**GOAL OF THE EXERCISE**: Reproduce the passage of the reproducibility blog post starting at "Specifically, please note" and ending at "dynamics simulations etc.", keeping every word unchanged.

**SOURCE DOCUMENT**:
"""

The Internet age has provided unprecedented convenience for scientific communication. It would be a pity not to take full advantage of it. One simple and important thing to do is: whenever in doubt, ask for clarification from corresponding author of a publication or maintainer of a software.

Sunday, September 27, 2009

On reproducibility of scientific publications

In the September 25, 2009 issue of Science (Vol. 325, pp.1622-3), I read with interest the letter from Osterweil et al. "Forecast for Reproducible Data: Partly Cloudy" and the response from Nelson. This exchange of views highlights the difficulty/importance for one research team to precisely reproduce results from another when elaborate computation is involved. As is well known, subtle differences in computer hardware and software, different versions of the same software, or even different options of the same version, could all play a role. Without specifying those details, it is virtually impossible to repeat a publication exactly.

This reminds me of a recent paper "Repeatability of published microarray gene expression analyses" by Ioannidis et al. [Nat Genet. 2009, 41(2):149-55]. In the abstract, the authors summarized their findings:

Here we evaluated the replication of data analyses in 18 articles on microarray-based gene expression profiling published in Nature Genetics in 2005-2006. One table or figure from each article was independently evaluated by two teams of analysts. We reproduced two analyses in principle and six partially or with some discrepancies; ten could not be reproduced. The main reason for failure to reproduce was data unavailability, and discrepancies were mostly due to incomplete data annotation or specification of data processing and analysis.

Specifically, please note that:

The authors are experts on microarray analysis, not occasional application software users.
These 18 articles surveyed were published in Nature Genetics, one of the top journals of its field.
Not a single analysis could be reproduced exactly: two were reproduced in principle, six only partially, and the other ten not at all.

Without being able to reproduce exactly the results from others, it is hard to build upon previous work and move forward. The various reasons for lack of reproducibility listed by Ioannidis et al. are certainly not limited to microarray analysis. As far as I can tell, they also exist in the fields of RNA structure analysis and predictions, energetics of protein-DNA interactions, quantum mechanics calculations, and molecular dynamics simulations etc.

In my experience and understanding, the methods section in journal articles is not, and should not aim to be, detailed enough for exact duplication by a qualified reader. Instead, most such reproducibility issues would be gone if journals require that authors provide raw data, detailed procedures used to process the data, software version and options used to generate the figures and tables reported in the publication. Such information could be made available in (journal or authors) websites. This is an effective way to solve the problem, especially for computational, informatics-related articles. Over the years, for papers I am the first author or I have made major contributions, I've always kept a folder for each article to include every detail (data files, scripts etc) so that the published tables and figures can be repeated precisely. This has turned out to be extremely helpful when I want to refer back to early publications, or when I was asked by readers for further details.

As noted by Osterweil et al., "repeatability, reproducibility, and transparency are the hallmarks of the scientific enterprise." To really achieve the goal, every scientist needs to pay more attention to details and be responsive. Do not be fool around by the impressive introduction or extensive discussions (which are important, of course) in a paper: to get the bottom of something, it is usually the details that count.

"""

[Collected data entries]
"""

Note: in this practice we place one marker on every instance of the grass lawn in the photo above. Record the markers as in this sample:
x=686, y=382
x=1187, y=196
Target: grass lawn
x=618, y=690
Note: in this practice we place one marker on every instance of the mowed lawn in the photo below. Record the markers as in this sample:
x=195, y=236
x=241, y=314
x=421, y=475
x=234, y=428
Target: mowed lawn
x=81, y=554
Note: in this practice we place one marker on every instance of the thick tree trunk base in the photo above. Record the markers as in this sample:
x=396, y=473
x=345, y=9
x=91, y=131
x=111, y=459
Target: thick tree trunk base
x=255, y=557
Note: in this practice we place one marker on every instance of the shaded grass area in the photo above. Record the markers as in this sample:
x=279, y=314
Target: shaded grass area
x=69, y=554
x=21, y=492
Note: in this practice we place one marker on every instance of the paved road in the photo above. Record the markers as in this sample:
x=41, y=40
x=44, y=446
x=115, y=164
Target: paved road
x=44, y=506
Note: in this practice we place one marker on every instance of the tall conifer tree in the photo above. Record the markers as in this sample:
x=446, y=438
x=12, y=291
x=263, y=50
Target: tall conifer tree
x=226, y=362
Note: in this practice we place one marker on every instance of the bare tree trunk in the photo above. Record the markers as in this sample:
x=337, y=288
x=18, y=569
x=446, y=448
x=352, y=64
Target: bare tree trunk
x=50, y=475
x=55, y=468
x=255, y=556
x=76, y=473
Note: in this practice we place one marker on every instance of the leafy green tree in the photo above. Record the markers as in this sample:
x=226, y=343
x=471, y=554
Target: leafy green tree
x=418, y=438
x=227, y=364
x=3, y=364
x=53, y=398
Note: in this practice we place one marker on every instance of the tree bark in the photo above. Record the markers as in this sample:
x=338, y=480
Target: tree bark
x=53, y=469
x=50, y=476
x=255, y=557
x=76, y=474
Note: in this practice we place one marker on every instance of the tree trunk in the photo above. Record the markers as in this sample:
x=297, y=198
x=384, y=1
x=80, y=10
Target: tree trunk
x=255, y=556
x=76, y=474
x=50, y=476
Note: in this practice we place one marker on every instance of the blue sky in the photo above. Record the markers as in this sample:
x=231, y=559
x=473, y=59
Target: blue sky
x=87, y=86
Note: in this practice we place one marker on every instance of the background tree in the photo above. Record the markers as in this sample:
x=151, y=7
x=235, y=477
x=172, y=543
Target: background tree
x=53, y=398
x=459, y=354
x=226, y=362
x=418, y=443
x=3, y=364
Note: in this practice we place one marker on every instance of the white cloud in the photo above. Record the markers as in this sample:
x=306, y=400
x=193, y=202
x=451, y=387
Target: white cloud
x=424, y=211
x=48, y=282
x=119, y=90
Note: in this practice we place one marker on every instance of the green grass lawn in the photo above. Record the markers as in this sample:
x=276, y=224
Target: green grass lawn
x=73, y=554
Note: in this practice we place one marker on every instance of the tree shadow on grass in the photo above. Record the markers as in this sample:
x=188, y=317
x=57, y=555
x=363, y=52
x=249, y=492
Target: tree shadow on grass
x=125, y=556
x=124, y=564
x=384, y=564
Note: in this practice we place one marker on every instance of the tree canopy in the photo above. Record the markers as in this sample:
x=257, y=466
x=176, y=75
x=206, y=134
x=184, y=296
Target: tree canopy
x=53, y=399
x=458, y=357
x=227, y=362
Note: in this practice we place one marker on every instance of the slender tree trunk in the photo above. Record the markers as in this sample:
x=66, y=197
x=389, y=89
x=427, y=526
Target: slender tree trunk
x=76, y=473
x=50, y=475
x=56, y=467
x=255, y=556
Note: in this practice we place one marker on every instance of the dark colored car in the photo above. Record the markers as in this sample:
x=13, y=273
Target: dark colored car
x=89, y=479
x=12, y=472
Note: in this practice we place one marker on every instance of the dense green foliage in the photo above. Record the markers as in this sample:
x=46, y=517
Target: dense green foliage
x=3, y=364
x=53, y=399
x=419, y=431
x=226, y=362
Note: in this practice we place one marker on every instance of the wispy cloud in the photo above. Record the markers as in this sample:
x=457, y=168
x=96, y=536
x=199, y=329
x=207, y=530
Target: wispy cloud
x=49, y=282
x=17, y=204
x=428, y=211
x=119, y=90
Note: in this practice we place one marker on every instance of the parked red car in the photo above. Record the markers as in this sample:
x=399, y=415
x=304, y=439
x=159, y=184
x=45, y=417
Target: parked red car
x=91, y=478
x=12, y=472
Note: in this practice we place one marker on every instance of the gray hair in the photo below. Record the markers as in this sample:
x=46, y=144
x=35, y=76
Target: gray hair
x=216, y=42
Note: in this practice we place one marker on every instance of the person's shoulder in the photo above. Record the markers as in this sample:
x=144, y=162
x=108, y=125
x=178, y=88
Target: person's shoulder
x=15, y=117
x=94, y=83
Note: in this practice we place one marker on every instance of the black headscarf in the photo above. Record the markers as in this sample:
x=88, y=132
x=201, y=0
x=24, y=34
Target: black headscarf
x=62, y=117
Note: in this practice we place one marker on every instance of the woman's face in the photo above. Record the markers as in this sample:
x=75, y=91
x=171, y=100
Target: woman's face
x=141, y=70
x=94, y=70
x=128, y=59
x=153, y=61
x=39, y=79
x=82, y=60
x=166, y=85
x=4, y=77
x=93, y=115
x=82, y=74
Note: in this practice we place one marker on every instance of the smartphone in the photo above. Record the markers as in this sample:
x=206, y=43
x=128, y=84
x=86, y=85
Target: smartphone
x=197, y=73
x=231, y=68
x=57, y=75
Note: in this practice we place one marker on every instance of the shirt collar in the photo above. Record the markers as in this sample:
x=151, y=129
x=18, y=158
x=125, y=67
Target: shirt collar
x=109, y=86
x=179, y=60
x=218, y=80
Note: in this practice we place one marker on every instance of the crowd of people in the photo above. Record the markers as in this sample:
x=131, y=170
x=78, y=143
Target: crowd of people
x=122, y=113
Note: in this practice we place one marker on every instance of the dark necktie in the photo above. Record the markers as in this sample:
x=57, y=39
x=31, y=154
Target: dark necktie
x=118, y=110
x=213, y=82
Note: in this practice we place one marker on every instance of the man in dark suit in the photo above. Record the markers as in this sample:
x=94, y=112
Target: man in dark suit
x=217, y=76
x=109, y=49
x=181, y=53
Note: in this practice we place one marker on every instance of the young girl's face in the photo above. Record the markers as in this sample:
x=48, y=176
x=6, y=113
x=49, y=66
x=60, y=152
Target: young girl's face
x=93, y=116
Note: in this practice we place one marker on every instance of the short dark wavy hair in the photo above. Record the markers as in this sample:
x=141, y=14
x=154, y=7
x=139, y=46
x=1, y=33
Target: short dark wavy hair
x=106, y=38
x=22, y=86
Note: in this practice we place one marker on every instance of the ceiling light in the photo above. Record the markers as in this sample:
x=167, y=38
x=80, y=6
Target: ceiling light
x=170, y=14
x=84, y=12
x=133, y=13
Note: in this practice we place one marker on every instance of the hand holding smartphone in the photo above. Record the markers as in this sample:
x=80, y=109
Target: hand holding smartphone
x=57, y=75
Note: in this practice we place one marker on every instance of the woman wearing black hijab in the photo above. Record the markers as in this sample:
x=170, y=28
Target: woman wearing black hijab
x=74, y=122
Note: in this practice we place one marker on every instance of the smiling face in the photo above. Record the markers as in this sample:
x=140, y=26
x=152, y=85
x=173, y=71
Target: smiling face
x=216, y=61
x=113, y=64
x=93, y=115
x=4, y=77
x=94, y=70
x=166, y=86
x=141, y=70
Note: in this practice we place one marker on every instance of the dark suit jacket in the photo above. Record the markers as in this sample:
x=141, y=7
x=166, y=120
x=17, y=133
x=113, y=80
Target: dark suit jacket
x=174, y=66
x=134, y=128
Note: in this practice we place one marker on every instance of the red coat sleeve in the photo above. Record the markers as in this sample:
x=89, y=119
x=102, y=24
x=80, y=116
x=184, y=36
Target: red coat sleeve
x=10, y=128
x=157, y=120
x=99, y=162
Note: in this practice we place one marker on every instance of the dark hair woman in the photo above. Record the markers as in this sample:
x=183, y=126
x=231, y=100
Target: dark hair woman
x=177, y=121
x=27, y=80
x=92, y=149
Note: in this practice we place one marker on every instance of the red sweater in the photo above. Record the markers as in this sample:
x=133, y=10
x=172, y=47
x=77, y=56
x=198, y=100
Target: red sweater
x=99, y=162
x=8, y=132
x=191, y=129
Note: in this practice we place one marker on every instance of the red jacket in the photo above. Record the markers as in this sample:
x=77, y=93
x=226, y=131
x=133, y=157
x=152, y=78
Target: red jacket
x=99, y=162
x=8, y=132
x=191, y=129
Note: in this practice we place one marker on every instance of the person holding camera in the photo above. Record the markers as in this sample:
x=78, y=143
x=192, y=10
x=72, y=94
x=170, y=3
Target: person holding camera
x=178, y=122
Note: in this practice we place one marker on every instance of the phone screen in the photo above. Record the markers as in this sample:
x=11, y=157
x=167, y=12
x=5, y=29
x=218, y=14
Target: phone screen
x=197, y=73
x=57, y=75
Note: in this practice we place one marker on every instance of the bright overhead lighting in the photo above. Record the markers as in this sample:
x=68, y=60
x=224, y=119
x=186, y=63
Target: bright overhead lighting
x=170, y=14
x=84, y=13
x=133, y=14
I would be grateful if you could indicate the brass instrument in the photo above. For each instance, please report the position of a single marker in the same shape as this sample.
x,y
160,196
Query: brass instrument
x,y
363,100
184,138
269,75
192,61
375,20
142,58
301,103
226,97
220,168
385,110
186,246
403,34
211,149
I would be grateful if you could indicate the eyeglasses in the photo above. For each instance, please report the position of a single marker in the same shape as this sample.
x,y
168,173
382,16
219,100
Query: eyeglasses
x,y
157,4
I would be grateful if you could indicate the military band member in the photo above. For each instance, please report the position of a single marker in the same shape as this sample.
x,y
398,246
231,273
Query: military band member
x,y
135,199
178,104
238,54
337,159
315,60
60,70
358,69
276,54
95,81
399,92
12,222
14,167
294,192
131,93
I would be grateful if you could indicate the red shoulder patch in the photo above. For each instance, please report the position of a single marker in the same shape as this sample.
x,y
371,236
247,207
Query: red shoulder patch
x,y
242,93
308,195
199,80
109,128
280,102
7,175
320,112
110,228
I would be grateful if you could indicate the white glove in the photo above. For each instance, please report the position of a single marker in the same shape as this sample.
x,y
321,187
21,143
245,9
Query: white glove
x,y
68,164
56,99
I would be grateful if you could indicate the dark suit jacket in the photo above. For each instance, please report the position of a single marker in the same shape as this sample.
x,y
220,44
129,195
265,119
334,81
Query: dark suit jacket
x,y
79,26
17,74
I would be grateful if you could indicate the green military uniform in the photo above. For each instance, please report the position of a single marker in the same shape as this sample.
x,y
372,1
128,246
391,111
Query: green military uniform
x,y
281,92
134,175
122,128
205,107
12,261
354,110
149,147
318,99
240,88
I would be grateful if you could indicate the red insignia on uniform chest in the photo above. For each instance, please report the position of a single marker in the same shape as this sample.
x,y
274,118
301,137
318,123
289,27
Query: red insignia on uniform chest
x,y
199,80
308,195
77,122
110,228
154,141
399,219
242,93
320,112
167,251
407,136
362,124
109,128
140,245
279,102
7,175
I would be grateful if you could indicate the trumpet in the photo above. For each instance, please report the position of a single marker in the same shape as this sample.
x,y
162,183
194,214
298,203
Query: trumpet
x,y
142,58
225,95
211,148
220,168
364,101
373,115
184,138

"""

**SOLUTION TO THIS TASK**:
Specifically, please note that:

The authors are experts on microarray analysis, not occasional application software users.
These 18 articles surveyed were published in Nature Genetics, one of the top journals of its field.
Not a single analysis could be reproduced exactly: two were reproduced in principle, six only partially, and the other ten not at all.

Without being able to reproduce exactly the results from others, it is hard to build upon previous work and move forward. The various reasons for lack of reproducibility listed by Ioannidis et al. are certainly not limited to microarray analysis. As far as I can tell, they also exist in the fields of RNA structure analysis and predictions, energetics of protein-DNA interactions, quantum mechanics calculations, and molecular dynamics simulations etc.